[Petunjuk Latihan]
A - Salin persis bagian teks tentang anemia gizi besi, mulai dari "Pentingnya Penanggulangan Masalah" dan berakhir pada "besi sejak dini.".
B - Menurut teks tentang anemia gizi besi, kandungan apa dalam teh yang mengikat zat besi dari makanan?

Banyak faktor yang ikut mempengaruhi kejadian anemia, antara lain pengetahuan tentang gizi khususnya anemia, tingkat pendidikan orang tua, tingkat ekonomi, konsumsi zat gizi (protein, Fe, Vit C, Vit A, Cu dll ), infeksi, kebiasaan, dan lain-lain (Dyah 2007).

 Dampak Akibat Konsumsi Teh Setelah Makan

Menurut Grein (2001) Kebiasaan konsumsi teh sesaat setelah makan beresiko tinggi menyebabkan anemia gizi besi. Hal itu disebabkan karena kadungan tanin pada teh dapat mengikat zat besi dari makanan yang dikonsumsi sehingga penyerapan zat besi kurang maksimal. Keadaan anemia itu sendiri dapat menyebabkan pengurangan transport oksigen oleh darah yang diikuti dengan peningkatan pengembalian darah ke jantung lebih lanjut dan meningkatkan curah jantung jauh lebih tinggi lagi. Oleh karena itu, keadaan anemia dapat meningkatkan denyut nadi berkaitan dengan proses penyampaian oksigen ke seluruh tubuh dimana tubuh berusaha untuk tetap memenuhi kebutuhan oksigen. Anemia gizi besi juga mengakibatkan beberapa dampak negatif lain, seperti: berkurangnya kekebalan tubuh,  menurunnya daya konsentrasi, menurunnya  daya ingat, menurunnya performa belajar,  mudah marah, berkurangnya  nafsu makan, dan menurunnya kebugaran tubuh.
Pentingnya Penanggulangan Masalah Melalui Pendidikan Gizi

Pendidikan gizi mengenai perubahan kebiasaan pola  konsumsi teh setelah makan sangat penting dilakukan kepada semua kalangan, namun yang diutamakan adalah remaja putri yang sedang mengalami pertumbuhan. Hal ini dilakukan agar remaja putri terbebas dari penyakit anemia akibat kekurangan Fe yang disebabkan kandungan tanin dalam teh. Kekurangan Fe dapat di perparah ketika remaja putri sedang mengalami menstruasi dan tetap mengkonsumsi teh setelah makan. Oleh sebab itu sangatlah penting pendidikan gizi ini dilakukan agar terhindar dari anemia gizi besi sejak dini. 

DAFTAR PUSTAKA
[INACG] International Nutritional Anemia Consultative Group. 2004. Iron deficiency in early life: challenges and progress. Report of the 2004 INCG international nutritional anemia consultative group symposium,Lima,Peru.
Departemen Kesehatan RI. 1998. Pedoman Penanggulangan Anemia Gizi untuk Remaja Putrid an Wanita Usia Subur. Jakarta: Ditjen Pembinaan Kesehatan Masyarakat
Departemen Kesehatan RI. 2005. Gizi dalam Angka sampai dengan Tahun 2003. Jakarta: Ditjen Pembinaan Kesehatan Masyarakat
Dyah. 2007. Faktor-Faktor Yang Berhubungan Dengan Status Anemia Gizi Besi Pada Siswi Smu Di Wilayah Dki Jakarta. http://www.wnpg.org/[27 Februari 2011]
Grein J. 2001. The Cognitive Effects of Iron Deficiency. Journal Nutrition Noteworthy.
Marzuki M. 2006. Analisis Hubungan Sosial Ekonomi dengan Tingkat Kecukupan Protein Mahasiswa di Asrama TPB IPB 2005-2006.
Soekirman. 2000. Ilmu Gizi dan Aplikasinya untuk Keluarga dan Masyarakat. Jakarta: Direktorat Jenderal Pendidikan Tinggi Departemen Pendidikan Nasional.

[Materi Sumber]
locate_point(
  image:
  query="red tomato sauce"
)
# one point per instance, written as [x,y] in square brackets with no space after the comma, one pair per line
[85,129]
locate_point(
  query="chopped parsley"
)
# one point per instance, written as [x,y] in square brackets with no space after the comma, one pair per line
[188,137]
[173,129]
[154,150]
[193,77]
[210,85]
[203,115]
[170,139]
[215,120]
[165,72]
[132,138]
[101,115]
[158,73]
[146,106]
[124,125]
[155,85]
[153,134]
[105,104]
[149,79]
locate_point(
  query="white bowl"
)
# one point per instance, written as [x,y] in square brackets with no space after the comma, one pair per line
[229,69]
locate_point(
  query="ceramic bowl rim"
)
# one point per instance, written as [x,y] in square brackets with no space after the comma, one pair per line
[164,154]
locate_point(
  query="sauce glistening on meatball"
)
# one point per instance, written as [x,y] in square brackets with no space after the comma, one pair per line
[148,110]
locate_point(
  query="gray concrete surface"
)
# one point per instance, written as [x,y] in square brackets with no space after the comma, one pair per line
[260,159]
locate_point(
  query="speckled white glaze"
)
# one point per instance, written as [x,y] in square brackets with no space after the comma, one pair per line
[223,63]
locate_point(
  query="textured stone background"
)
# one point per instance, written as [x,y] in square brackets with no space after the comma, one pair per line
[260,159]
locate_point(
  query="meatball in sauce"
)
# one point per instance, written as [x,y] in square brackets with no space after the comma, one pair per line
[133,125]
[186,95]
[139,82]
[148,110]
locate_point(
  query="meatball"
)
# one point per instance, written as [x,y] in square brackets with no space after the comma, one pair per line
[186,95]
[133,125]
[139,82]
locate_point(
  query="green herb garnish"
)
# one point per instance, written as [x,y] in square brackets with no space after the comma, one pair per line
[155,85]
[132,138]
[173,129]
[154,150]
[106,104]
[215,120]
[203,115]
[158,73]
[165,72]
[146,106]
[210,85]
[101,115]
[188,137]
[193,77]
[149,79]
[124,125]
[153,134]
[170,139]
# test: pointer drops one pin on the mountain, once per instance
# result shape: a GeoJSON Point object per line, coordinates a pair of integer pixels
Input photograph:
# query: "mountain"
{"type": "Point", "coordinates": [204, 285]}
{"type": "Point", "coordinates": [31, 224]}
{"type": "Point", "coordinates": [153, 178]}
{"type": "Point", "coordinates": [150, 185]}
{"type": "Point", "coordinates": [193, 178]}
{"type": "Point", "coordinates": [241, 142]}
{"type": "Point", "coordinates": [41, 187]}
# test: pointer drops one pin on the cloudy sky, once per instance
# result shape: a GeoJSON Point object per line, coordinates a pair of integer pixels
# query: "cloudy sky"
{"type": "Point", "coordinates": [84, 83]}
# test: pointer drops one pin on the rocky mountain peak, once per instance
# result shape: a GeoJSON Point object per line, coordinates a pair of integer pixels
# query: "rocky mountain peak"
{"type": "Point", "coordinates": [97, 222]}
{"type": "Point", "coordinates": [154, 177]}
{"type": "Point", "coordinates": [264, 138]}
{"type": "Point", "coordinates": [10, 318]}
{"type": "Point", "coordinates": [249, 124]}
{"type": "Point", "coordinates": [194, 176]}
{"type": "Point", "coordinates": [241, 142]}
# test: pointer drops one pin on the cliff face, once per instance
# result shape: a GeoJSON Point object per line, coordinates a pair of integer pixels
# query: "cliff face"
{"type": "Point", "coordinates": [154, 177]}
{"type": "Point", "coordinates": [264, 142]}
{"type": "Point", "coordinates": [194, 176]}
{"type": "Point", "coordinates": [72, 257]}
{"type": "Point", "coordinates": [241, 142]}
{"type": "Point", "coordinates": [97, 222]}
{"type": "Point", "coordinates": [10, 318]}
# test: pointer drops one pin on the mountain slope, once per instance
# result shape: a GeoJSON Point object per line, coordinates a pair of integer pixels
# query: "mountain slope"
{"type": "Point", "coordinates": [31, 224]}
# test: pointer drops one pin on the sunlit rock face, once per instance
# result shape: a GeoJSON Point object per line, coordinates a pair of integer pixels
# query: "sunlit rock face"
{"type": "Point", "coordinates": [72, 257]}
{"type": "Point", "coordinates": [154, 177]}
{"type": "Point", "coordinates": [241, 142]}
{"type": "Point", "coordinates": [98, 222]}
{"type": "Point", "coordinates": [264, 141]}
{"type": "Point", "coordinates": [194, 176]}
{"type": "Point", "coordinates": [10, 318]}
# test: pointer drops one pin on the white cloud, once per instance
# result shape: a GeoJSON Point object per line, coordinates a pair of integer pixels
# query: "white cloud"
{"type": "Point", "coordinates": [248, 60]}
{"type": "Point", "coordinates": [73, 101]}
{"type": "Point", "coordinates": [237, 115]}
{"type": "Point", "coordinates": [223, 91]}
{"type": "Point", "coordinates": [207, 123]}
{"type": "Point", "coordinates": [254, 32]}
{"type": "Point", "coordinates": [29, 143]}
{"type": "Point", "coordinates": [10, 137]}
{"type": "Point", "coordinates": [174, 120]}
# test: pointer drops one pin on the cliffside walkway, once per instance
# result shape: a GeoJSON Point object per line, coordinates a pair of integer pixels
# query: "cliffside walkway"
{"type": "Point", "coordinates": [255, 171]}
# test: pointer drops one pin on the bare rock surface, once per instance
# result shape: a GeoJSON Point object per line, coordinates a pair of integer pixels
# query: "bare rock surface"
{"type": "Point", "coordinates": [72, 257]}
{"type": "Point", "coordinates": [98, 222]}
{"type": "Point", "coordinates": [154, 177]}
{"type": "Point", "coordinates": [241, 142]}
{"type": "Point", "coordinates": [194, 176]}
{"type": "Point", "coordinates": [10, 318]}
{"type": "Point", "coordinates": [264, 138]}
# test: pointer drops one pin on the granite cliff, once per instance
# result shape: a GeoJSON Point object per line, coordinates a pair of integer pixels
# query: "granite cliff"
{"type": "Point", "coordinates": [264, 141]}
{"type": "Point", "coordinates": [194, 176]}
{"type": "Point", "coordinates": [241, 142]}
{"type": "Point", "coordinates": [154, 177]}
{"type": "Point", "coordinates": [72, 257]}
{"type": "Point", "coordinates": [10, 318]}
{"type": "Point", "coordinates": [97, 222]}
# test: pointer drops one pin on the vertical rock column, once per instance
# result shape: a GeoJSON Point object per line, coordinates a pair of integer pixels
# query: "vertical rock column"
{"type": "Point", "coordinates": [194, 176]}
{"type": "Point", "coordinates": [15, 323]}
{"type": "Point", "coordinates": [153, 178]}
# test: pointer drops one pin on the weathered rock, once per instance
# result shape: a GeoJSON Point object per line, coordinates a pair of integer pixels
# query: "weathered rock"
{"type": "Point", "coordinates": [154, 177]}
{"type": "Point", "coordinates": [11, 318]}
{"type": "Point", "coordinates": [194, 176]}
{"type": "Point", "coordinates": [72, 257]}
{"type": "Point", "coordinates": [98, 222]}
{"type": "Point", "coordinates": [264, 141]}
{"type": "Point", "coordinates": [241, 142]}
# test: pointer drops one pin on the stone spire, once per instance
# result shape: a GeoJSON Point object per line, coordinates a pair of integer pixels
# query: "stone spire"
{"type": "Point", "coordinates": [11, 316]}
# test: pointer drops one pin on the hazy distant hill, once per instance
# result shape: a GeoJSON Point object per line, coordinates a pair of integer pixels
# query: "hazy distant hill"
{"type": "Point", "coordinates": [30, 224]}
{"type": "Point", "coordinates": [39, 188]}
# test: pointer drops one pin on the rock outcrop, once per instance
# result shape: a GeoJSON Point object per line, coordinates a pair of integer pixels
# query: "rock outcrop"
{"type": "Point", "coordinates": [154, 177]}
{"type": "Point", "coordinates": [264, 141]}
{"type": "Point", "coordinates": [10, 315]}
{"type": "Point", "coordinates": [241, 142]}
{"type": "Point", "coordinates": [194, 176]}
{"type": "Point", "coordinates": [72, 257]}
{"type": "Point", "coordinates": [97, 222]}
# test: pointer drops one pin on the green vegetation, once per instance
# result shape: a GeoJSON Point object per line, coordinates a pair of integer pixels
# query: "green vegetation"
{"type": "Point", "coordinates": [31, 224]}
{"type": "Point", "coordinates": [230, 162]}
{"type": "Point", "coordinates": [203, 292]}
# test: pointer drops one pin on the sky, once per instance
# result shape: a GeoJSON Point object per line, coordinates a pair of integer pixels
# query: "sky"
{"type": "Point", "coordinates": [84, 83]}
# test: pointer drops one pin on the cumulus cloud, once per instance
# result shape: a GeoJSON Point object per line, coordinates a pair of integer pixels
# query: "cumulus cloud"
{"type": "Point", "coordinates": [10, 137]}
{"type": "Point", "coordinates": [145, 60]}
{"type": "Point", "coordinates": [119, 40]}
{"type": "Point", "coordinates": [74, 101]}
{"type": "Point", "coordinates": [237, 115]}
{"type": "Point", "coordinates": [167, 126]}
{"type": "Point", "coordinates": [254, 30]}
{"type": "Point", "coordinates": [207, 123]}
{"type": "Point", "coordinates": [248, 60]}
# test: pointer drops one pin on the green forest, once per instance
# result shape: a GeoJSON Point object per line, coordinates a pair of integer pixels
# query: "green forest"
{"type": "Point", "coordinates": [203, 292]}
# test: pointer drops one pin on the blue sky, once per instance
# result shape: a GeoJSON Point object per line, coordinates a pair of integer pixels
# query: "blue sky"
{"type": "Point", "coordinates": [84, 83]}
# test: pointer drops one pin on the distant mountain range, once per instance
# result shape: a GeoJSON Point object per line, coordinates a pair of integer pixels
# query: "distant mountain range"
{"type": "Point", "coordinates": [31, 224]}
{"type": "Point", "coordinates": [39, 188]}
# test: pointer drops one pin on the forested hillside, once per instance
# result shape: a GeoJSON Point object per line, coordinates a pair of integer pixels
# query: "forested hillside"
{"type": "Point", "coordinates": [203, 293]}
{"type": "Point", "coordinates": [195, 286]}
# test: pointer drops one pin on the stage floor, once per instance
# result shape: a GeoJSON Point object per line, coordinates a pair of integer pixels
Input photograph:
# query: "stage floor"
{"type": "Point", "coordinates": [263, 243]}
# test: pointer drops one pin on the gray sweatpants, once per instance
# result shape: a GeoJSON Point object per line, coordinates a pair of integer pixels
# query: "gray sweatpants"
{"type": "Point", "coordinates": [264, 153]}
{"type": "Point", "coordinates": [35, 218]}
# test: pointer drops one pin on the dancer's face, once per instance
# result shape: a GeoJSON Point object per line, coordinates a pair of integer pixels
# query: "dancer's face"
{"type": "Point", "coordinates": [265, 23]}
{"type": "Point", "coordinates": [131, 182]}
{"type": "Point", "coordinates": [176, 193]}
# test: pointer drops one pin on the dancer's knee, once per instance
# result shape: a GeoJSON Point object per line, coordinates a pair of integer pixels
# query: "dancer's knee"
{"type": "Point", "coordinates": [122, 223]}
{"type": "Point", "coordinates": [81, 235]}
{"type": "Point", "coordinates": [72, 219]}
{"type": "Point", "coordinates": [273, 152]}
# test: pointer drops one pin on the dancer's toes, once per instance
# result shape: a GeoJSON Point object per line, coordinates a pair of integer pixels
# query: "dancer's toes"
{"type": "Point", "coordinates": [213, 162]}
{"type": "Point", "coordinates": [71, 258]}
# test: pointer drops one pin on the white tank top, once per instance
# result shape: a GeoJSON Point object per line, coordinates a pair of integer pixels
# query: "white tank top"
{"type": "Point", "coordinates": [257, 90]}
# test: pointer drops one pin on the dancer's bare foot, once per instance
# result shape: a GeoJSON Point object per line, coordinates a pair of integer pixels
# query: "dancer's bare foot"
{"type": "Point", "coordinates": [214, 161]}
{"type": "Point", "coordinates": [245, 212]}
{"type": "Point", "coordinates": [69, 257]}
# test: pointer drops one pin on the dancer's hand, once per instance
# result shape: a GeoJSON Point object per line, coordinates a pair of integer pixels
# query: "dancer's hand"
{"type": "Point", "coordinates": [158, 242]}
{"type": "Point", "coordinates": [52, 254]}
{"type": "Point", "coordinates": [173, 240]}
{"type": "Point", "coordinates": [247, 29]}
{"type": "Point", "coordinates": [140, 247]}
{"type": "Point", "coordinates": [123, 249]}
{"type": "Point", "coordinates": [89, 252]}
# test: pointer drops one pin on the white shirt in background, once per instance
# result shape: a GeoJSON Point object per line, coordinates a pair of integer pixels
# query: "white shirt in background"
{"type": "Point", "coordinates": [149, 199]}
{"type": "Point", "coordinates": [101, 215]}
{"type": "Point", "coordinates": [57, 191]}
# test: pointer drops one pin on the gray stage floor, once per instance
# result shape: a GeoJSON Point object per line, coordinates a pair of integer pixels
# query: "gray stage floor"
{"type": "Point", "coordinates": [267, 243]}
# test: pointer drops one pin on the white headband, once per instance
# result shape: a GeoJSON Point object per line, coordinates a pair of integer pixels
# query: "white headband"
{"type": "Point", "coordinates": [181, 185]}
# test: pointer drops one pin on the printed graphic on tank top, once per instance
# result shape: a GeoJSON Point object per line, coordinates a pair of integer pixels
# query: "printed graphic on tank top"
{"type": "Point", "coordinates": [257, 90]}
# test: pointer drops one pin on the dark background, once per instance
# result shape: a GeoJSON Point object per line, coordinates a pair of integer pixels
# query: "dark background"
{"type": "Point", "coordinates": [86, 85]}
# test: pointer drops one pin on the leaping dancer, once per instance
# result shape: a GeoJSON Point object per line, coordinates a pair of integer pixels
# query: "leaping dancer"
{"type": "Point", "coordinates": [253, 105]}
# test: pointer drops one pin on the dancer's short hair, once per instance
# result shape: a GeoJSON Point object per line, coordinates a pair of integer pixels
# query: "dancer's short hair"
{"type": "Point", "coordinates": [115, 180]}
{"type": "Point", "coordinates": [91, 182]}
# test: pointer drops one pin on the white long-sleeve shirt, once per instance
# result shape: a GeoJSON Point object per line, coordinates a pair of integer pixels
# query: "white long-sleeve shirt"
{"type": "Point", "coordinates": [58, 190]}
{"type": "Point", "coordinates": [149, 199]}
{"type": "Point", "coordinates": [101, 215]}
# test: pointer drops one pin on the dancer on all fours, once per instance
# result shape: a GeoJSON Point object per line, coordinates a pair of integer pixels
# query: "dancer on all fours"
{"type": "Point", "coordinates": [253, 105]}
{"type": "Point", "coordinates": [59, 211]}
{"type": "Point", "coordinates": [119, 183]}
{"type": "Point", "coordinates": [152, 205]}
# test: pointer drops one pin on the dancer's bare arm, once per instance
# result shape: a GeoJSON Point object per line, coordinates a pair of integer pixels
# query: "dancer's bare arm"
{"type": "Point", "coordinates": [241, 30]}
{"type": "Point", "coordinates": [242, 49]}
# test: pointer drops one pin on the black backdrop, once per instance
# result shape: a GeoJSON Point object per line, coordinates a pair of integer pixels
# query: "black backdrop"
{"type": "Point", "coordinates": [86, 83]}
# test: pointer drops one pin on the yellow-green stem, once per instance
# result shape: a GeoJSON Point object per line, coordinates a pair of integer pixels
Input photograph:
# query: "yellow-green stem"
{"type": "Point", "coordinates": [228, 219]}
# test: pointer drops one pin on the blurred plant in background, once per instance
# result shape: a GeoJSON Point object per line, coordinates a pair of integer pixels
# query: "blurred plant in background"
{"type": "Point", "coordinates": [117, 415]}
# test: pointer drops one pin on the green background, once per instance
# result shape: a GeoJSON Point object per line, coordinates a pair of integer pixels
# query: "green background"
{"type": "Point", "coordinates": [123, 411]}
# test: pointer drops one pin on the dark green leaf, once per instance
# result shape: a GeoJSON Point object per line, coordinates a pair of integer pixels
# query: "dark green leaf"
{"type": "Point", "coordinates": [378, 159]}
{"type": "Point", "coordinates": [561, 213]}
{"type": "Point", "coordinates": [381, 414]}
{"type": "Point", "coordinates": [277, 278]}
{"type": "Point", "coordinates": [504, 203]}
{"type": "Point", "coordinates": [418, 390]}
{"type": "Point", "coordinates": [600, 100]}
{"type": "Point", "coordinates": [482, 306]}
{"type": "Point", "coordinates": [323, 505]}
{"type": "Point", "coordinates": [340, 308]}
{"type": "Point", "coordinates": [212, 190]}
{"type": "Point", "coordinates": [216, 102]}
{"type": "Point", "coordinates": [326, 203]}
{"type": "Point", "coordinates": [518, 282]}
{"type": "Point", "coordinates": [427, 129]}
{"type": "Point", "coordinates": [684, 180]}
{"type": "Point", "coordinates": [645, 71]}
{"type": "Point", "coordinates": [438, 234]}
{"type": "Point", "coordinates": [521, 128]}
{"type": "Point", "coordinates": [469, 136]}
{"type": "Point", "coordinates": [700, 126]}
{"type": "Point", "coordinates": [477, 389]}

[Jawaban per Nomor]
A -
Pentingnya Penanggulangan Masalah Melalui Pendidikan Gizi

Pendidikan gizi mengenai perubahan kebiasaan pola  konsumsi teh setelah makan sangat penting dilakukan kepada semua kalangan, namun yang diutamakan adalah remaja putri yang sedang mengalami pertumbuhan. Hal ini dilakukan agar remaja putri terbebas dari penyakit anemia akibat kekurangan Fe yang disebabkan kandungan tanin dalam teh. Kekurangan Fe dapat di perparah ketika remaja putri sedang mengalami menstruasi dan tetap mengkonsumsi teh setelah makan. Oleh sebab itu sangatlah penting pendidikan gizi ini dilakukan agar terhindar dari anemia gizi besi sejak dini.

B - Tanin.